Lines of data:
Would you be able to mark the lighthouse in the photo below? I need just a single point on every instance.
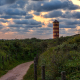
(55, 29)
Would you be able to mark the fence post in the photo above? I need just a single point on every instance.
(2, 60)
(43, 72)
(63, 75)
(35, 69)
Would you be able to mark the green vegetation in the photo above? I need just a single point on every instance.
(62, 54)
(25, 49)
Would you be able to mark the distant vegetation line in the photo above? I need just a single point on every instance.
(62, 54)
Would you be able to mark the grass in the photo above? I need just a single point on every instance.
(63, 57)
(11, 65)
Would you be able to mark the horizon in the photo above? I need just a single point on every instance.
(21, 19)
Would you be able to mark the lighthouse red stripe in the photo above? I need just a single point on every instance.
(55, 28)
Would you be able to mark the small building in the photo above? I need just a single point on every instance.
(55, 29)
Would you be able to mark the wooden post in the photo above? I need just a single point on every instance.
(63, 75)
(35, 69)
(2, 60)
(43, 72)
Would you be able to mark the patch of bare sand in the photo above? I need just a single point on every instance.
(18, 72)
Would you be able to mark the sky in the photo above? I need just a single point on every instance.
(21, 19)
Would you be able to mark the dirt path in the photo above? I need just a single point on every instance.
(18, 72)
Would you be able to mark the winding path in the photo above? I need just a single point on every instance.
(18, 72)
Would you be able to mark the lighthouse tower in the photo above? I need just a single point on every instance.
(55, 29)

==

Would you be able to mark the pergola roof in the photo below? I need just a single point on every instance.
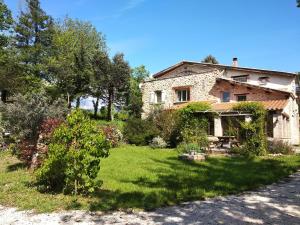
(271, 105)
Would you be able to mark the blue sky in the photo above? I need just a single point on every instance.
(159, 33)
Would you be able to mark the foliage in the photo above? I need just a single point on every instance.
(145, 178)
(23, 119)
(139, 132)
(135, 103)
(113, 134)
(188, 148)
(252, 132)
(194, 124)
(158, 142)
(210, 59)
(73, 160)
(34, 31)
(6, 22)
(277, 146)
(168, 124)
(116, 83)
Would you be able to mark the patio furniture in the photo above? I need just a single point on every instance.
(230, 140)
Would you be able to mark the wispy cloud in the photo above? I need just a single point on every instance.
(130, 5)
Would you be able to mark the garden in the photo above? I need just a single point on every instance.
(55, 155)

__INSTRUCTIONS TO FOLLOW__
Can you pull out every line of the records above that contains the word "below"?

__WRITTEN SOLUTION__
Would you be able to mark the lighthouse in the photo below? I need just a single point on every instance.
Would you be able to mark the pergola roof in the photo below? I need just a single point on every instance.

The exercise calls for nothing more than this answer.